== TEXT SHOWN ==
^^^^
- Published on
- · 13 min read
AI Agent Deployment: Cloud Platforms Compared for Ephemeral, Long-Running, and GPU Workloads (2026)
The AI agent deployment landscape has fractured into three distinct patterns in 2026, each with wildly different cost, latency, and durability tradeoffs. A Fly.io agent sleeping between requests costs $0.15/month. A Modal sandbox with an H100 GPU costs $3.95/hour. An always-on Hetzner VM costs $4/month. Choosing wrong means either burning money or building on infrastructure that can't handle your agent's actual workload.
This guide breaks down 20+ platforms across ephemeral, long-running, and GPU-accelerated deployments — with real pricing, architecture patterns, and how the top AI companies (Devin, Codex, Cursor, Anthropic) actually deploy their agents in production. For context on how AI agents use retrieval and reasoning, see my RAG techniques comparison guide.
^^^^
== Items from a dataset ==
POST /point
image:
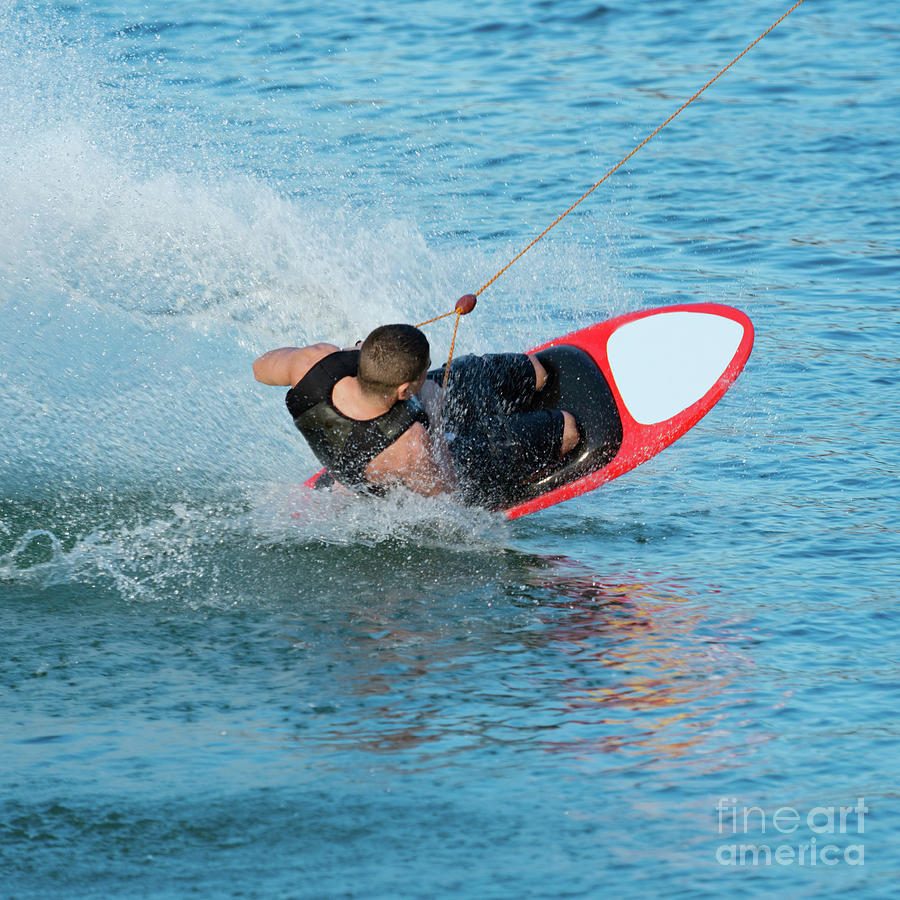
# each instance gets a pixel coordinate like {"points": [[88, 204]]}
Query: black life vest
{"points": [[344, 445]]}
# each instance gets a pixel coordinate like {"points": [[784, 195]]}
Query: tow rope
{"points": [[466, 303]]}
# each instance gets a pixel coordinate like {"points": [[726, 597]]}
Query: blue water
{"points": [[215, 685]]}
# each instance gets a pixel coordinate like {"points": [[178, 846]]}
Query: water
{"points": [[204, 693]]}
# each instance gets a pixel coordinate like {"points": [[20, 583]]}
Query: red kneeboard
{"points": [[636, 383]]}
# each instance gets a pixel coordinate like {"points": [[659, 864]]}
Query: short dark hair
{"points": [[392, 355]]}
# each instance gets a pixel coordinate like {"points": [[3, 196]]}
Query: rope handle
{"points": [[466, 303]]}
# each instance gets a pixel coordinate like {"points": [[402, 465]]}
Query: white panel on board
{"points": [[663, 363]]}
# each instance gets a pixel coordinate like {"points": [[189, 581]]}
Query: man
{"points": [[363, 413]]}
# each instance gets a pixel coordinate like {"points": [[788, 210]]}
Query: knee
{"points": [[571, 434], [540, 373]]}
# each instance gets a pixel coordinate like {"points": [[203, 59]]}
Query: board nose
{"points": [[664, 363]]}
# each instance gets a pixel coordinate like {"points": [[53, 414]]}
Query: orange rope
{"points": [[639, 146], [436, 319], [587, 193], [452, 345]]}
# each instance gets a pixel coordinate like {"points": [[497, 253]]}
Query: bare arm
{"points": [[287, 365], [410, 461]]}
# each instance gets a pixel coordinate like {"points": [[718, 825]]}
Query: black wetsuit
{"points": [[344, 445], [497, 438]]}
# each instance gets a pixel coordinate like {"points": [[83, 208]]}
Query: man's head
{"points": [[392, 357]]}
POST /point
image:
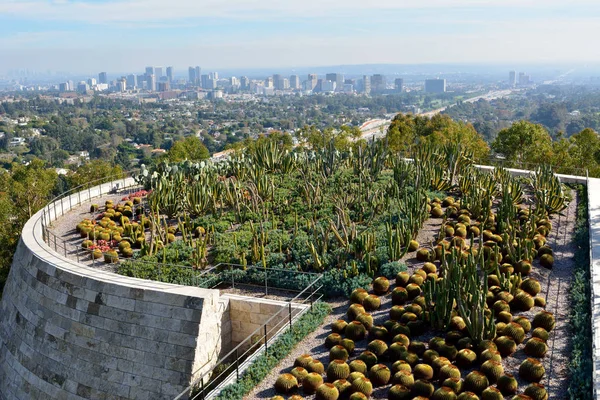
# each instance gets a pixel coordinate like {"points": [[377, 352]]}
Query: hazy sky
{"points": [[126, 35]]}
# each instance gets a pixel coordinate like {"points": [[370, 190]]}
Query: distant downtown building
{"points": [[435, 85]]}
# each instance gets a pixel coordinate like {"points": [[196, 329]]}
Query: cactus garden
{"points": [[456, 278]]}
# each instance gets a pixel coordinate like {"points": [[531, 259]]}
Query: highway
{"points": [[378, 127]]}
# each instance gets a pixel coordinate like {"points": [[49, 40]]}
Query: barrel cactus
{"points": [[423, 388], [358, 295], [476, 382], [423, 371], [544, 319], [316, 366], [286, 383], [337, 369], [338, 352], [444, 393], [535, 347], [381, 285], [507, 384], [536, 392], [338, 326], [355, 331], [491, 393], [312, 382], [299, 373], [332, 340], [404, 378], [362, 385], [378, 347], [465, 358], [371, 303], [493, 370], [531, 370]]}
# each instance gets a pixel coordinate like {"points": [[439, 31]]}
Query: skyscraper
{"points": [[399, 85], [294, 82], [512, 78], [435, 85]]}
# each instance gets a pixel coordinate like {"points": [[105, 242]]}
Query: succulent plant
{"points": [[358, 295], [316, 366], [348, 344], [332, 340], [337, 369], [540, 333], [327, 391], [453, 383], [449, 371], [536, 392], [355, 310], [404, 378], [380, 374], [366, 319], [312, 381], [544, 319], [491, 393], [338, 352], [286, 383], [492, 369], [402, 279], [371, 303], [399, 296], [423, 388], [506, 345], [362, 385], [507, 384], [547, 261], [381, 285], [476, 382], [378, 332], [399, 392], [531, 370], [355, 330], [535, 347]]}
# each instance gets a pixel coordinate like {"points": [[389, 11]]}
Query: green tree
{"points": [[190, 148], [524, 143]]}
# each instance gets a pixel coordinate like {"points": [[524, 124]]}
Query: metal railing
{"points": [[230, 367]]}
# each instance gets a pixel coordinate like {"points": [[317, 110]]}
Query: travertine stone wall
{"points": [[71, 332]]}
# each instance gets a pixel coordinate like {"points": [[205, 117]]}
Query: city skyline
{"points": [[120, 35]]}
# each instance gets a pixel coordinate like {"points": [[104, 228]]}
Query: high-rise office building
{"points": [[366, 84], [337, 78], [294, 82], [378, 84], [512, 78], [131, 81], [244, 83], [151, 82], [399, 85], [435, 85]]}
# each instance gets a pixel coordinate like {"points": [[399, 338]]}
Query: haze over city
{"points": [[119, 36]]}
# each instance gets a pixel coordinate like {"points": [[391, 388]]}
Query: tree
{"points": [[524, 142], [190, 148]]}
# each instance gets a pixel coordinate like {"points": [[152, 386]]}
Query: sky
{"points": [[126, 35]]}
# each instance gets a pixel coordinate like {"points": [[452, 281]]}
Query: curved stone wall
{"points": [[71, 332]]}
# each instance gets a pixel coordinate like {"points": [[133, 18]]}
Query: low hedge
{"points": [[580, 382], [263, 364]]}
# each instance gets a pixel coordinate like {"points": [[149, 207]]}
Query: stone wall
{"points": [[71, 332]]}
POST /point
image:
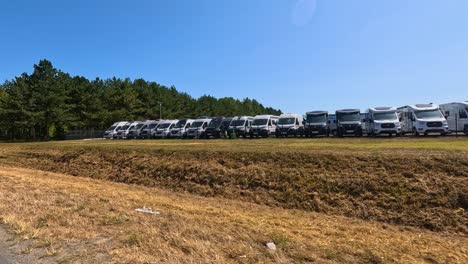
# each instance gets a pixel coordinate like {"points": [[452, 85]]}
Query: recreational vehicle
{"points": [[180, 129], [164, 128], [383, 120], [240, 126], [290, 125], [263, 126], [422, 119], [112, 131], [348, 122], [198, 127], [456, 115], [317, 123]]}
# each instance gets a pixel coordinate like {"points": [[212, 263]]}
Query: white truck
{"points": [[383, 120], [317, 123], [181, 128], [422, 119], [290, 125], [456, 115], [112, 131], [164, 128], [263, 126], [349, 122], [198, 127]]}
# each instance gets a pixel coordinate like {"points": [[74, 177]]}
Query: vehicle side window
{"points": [[462, 114]]}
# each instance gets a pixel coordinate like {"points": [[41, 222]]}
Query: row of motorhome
{"points": [[419, 119]]}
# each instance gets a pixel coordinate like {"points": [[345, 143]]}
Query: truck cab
{"points": [[181, 128], [198, 127], [348, 122], [290, 125], [422, 119], [317, 123], [383, 120], [456, 115], [164, 129], [240, 126], [263, 126]]}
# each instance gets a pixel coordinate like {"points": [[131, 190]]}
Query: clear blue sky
{"points": [[297, 55]]}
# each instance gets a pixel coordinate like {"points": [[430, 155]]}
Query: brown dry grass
{"points": [[80, 219]]}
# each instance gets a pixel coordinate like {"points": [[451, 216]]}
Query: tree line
{"points": [[47, 103]]}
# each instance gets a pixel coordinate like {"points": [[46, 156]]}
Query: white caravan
{"points": [[164, 128], [198, 127], [456, 115], [181, 128], [263, 126], [112, 131], [422, 119], [383, 120], [290, 125]]}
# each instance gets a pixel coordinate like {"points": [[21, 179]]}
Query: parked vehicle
{"points": [[349, 122], [240, 126], [214, 129], [456, 115], [198, 127], [122, 131], [181, 128], [112, 131], [317, 123], [148, 129], [383, 120], [135, 129], [290, 125], [263, 126], [422, 119], [164, 128]]}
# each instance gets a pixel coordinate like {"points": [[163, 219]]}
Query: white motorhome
{"points": [[317, 123], [349, 122], [290, 125], [263, 126], [198, 127], [422, 119], [164, 128], [181, 128], [456, 115], [382, 120], [240, 126], [112, 131]]}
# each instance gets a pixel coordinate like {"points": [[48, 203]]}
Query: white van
{"points": [[112, 131], [181, 128], [383, 120], [456, 115], [317, 123], [422, 119], [263, 126], [198, 127], [290, 125], [164, 128]]}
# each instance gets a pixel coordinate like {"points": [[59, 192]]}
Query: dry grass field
{"points": [[319, 200]]}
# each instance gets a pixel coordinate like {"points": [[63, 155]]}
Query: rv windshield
{"points": [[198, 124], [260, 122], [316, 118], [385, 116], [240, 122], [428, 114], [286, 121], [348, 117]]}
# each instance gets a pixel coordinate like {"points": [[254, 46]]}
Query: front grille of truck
{"points": [[434, 124], [388, 125]]}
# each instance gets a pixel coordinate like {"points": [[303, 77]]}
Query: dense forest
{"points": [[47, 103]]}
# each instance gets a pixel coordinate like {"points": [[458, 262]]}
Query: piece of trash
{"points": [[271, 246], [147, 211]]}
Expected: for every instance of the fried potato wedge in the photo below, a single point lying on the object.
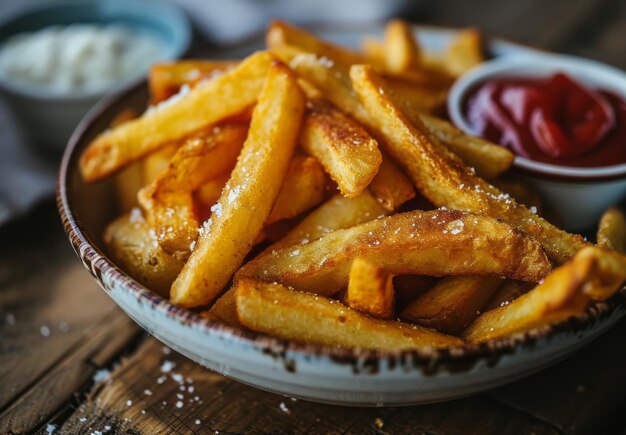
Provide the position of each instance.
(347, 151)
(370, 289)
(165, 79)
(305, 317)
(594, 272)
(420, 243)
(390, 186)
(452, 304)
(464, 52)
(612, 230)
(443, 178)
(304, 187)
(168, 201)
(134, 248)
(488, 159)
(247, 200)
(336, 213)
(281, 35)
(507, 293)
(204, 105)
(401, 51)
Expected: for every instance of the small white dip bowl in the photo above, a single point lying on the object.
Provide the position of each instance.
(578, 196)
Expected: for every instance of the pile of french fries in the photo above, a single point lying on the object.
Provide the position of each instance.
(313, 193)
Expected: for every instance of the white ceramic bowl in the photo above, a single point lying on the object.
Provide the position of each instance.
(362, 377)
(47, 118)
(578, 196)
^^^^
== TASK STATEMENT ==
Using the article on deploying AI agents, decide whether each statement agrees with it: (a) a Fly.io agent that sleeps between requests costs $0.15 per month; (b) an always-on Hetzner VM costs $4 per hour; (c) the guide covers fewer than ten platforms. For each, answer yes or no and quote the words that settle it.

== RESULT OF THIS TASK ==
(a) Yes: "A Fly.io agent sleeping between requests costs $0.15/month."
(b) No: "An always-on Hetzner VM costs $4/month."
(c) No: "This guide breaks down 20+ platforms"